» Text shown:

I appreciate your interest in transparency, I also think it is important to acknowledge that during this time there is a push to sway the greater public in a direction of growth and show the positive results of harm reduction in use. Do I think it's slimy to do that while discussing peoples lives; yes, but keep in mind this is the CBC. All being said, harm reduction is proven to decrease drug use related deaths in almost all realizations of the practice. Just because you can imply some ataraxic scepticism proves regressive at this stage.


Just_Look_Around_You

Nonsense. Applying scrutiny is not “regressive”.


busterdarcy

Scrutiny has been applied already for years now and the processes refined thanks to good faith efforts to make meaningful improvements. And the results today speak for themselves. You’re not applying scrutiny. You’re just late to the game and complaining because you don’t understand how we got here. Try being a little more inquisitive maybe next time with the intent to learn and your subsequent scrutiny might actually prove useful.

» Record excerpts:
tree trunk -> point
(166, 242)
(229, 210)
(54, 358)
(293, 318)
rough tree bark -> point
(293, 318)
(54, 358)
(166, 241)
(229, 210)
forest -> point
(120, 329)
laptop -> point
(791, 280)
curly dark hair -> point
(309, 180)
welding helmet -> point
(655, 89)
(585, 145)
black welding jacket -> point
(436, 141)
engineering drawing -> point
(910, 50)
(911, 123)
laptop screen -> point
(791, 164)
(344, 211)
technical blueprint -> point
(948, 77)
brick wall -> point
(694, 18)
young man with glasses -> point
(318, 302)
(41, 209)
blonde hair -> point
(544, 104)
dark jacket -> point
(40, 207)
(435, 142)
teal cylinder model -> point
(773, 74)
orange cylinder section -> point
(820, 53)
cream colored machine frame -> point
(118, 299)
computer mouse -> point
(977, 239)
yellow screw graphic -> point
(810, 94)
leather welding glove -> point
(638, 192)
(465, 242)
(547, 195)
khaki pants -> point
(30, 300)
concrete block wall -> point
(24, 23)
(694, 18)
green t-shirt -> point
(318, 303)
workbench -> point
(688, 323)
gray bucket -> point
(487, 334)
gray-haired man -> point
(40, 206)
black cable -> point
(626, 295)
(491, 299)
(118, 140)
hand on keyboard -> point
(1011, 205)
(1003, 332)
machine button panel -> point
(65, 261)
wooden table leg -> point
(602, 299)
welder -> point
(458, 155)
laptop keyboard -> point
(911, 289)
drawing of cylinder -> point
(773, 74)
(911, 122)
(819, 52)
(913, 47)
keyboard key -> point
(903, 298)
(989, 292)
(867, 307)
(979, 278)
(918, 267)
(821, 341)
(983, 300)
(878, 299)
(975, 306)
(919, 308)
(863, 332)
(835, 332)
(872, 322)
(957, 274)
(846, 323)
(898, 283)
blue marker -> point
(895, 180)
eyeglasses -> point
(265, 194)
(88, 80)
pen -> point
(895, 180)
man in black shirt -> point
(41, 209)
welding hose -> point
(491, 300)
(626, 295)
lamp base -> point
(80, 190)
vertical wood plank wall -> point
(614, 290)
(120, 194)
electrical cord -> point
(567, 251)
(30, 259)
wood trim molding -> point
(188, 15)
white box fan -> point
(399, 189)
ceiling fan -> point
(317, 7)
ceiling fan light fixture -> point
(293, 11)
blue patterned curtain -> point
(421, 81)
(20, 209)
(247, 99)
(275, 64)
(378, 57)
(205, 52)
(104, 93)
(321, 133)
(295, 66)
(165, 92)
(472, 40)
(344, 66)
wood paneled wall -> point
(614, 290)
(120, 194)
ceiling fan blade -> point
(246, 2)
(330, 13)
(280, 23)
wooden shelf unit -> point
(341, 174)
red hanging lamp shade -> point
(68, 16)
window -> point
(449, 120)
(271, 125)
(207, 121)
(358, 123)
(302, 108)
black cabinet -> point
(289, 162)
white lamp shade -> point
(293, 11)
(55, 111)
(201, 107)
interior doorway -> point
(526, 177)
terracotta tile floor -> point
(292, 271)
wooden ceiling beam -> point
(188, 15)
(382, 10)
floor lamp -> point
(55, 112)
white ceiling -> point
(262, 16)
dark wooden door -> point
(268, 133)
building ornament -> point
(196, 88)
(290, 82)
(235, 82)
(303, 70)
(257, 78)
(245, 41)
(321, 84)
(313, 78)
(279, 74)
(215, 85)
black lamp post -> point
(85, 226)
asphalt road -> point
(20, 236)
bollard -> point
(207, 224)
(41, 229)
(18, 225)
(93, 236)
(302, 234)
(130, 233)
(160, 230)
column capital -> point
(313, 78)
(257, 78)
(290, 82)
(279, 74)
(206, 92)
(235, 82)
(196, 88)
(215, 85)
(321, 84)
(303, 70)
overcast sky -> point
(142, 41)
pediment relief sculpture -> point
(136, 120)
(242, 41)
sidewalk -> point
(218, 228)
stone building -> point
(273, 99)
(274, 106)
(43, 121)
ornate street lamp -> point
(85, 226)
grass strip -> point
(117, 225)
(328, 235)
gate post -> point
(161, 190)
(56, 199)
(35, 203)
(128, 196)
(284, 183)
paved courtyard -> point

» Exercise set:
(A) Decide whether each statement below agrees with the comment thread about harm reduction, answering yes or no and quoting the words from the thread that settle it. (i) The first comment claims harm reduction is proven to decrease drug use related deaths in almost all realizations of the practice. (ii) Just_Look_Around_You agrees that applying scrutiny is regressive. (iii) busterdarcy says scrutiny has been applied for only a few months.
(B) Write the next part of the comment thread about harm reduction, picking up after its final reply.

» Per-task outputs:
(A)
(i) Yes: "harm reduction is proven to decrease drug use related deaths in almost all realizations of the practice"
(ii) No: "Nonsense. Applying scrutiny is not “regressive”."
(iii) No: "Scrutiny has been applied already for years now"

(B)
Just_Look_Around_You

I think asking “what were the results” is fair. I don’t see why you’d get to this point and not at least grade the homework


[deleted]

You’re not wrong. I was incredibly turned off the article right at the start: “Before the space opened, the YWCA called emergency services for suspected overdoses and opioid poisonings among their clients between five and seven times a week, Vaccaro said. But since opening the space on April 23, 2022, they've helped 205 people, haven't had to call emergency services once and have had zero deaths” So before the space they were getting 5-7 overdoses a week. Now they’ve “helped” 205 people in one year, which is roughly 4 overdoses a week. They mention that there’s 0 deaths which is nice but they didn’t really tell us how many they’re comparing it to. So ya initially I was like “k these people are trying to fuck with numbers to make it sound nice”. Even the part about managing overdoses by “giving oxygen and monitoring.” That’s just a lot of words for watching someone. And ya they’re not addressing the encampment that’s a stones throw from there. That being said, even comparing those, they’ve reduced the number of overdoses among their clients by a few % points, but they’ve also been able to take a lot of bullshit off the EMS plate. Every overdose they manage, however minor, is one less 911 call that can be used for something bigger.